Dataset:
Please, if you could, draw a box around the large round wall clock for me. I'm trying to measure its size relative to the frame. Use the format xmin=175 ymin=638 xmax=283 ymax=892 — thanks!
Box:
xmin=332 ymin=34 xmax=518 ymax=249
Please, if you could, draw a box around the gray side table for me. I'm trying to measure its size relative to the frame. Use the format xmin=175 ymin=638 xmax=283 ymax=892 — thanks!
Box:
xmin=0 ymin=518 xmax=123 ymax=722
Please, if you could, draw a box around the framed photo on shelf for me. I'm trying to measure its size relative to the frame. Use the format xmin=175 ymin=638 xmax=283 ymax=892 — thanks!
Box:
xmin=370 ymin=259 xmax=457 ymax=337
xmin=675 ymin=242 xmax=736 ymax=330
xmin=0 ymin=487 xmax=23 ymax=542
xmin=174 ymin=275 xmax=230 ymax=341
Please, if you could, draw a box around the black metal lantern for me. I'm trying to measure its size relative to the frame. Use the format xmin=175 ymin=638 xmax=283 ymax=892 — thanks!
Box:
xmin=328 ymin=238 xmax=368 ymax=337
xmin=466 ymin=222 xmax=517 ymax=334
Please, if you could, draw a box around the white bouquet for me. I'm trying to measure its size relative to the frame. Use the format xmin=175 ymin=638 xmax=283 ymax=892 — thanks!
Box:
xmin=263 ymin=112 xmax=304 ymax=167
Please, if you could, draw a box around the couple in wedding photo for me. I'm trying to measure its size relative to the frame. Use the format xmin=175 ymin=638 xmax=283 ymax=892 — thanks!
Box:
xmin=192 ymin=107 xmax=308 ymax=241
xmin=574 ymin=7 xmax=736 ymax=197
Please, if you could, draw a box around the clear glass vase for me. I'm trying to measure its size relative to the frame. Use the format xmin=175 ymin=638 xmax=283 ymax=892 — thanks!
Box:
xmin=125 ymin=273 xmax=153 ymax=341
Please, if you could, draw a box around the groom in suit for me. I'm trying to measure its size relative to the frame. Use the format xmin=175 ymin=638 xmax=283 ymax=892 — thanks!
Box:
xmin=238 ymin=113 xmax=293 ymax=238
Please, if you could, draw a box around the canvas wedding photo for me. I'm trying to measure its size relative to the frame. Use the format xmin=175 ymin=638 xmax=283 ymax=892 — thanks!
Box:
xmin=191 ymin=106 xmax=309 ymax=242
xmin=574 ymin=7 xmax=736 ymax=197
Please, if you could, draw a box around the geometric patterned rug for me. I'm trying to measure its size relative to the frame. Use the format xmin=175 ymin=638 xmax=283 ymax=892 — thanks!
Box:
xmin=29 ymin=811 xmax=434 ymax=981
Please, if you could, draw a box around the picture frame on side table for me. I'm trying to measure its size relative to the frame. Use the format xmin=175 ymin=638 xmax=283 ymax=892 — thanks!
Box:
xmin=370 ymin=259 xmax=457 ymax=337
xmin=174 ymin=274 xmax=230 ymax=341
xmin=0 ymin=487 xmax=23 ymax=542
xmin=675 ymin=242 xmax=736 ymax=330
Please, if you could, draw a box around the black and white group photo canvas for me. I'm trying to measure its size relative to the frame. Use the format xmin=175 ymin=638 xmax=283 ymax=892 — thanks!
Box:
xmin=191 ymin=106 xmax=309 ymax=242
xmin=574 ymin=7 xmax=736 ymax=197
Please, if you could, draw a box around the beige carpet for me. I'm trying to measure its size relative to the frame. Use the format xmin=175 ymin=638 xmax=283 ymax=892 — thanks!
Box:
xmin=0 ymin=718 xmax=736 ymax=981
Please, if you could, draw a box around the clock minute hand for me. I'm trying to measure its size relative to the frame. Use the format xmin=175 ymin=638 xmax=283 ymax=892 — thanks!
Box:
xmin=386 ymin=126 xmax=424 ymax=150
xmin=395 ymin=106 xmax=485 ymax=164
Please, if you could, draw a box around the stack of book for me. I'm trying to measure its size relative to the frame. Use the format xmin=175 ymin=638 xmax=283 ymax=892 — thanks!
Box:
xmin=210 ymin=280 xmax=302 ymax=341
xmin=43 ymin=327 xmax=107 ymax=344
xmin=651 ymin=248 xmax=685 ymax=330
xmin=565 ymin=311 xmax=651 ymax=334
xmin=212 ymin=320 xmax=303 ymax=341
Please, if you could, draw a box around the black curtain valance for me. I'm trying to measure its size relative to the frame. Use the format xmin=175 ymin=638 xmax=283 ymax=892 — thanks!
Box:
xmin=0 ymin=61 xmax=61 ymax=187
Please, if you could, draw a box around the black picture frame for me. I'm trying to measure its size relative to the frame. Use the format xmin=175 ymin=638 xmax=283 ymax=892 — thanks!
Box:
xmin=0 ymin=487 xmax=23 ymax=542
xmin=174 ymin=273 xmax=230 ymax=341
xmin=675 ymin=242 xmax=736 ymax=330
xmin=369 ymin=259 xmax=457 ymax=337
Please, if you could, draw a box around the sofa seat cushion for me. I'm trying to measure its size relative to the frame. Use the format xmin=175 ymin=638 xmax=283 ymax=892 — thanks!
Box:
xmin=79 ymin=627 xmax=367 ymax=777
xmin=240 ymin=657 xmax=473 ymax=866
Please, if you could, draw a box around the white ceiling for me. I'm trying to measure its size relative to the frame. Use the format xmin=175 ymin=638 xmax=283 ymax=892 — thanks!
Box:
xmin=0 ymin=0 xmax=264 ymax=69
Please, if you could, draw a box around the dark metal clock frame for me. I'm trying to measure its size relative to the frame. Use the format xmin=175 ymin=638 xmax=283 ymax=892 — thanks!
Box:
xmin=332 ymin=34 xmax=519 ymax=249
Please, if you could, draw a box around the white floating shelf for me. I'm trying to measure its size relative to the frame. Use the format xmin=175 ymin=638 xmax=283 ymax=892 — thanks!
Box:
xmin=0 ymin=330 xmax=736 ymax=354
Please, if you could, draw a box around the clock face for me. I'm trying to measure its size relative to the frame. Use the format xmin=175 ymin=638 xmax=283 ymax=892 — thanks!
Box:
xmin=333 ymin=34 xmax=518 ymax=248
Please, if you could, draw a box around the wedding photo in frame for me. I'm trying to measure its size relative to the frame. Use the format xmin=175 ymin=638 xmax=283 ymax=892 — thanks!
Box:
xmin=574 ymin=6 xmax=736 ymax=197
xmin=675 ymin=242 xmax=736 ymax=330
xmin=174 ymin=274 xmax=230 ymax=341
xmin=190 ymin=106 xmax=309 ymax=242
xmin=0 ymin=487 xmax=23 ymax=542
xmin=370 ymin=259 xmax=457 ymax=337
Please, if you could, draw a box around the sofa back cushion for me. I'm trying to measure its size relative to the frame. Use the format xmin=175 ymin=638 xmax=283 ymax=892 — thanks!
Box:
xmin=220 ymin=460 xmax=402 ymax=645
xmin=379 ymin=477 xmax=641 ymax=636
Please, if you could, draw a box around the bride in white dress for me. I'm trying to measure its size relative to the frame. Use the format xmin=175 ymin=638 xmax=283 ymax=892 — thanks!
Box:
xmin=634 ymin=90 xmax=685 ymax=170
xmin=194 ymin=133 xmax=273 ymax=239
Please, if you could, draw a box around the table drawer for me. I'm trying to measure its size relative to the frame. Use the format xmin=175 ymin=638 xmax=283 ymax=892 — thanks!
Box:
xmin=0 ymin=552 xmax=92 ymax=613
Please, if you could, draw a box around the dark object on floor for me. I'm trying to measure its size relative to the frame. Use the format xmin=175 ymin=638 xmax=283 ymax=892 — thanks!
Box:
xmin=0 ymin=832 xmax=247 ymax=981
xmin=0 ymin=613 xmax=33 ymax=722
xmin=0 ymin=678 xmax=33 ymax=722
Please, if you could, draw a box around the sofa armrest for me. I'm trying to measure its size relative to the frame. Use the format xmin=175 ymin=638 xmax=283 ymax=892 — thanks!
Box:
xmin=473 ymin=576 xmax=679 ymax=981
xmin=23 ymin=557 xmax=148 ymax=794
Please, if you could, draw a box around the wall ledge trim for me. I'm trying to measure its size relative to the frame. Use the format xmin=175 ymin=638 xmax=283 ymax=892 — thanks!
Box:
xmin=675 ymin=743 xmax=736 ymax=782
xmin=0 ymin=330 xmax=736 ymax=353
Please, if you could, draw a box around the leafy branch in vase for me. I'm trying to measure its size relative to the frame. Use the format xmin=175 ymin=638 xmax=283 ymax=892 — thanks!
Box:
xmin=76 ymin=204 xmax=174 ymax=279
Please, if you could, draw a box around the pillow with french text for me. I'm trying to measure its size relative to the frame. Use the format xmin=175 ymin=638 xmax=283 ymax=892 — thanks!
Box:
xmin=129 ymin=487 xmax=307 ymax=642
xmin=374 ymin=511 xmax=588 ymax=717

Work to complete:
Edit the data from the line containing "Please, if you could, draw a box around the white bouquet" down to the line containing "xmin=263 ymin=112 xmax=304 ymax=167" by changing "white bouquet" to "bridal bouquet", with nothing else altered. Give back only those lines.

The response:
Please, if you could, draw a box around the bridal bouquet for me. I'm trying to measure its size relative to the frame. Use the format xmin=175 ymin=638 xmax=283 ymax=892 — thanks!
Box:
xmin=263 ymin=112 xmax=304 ymax=167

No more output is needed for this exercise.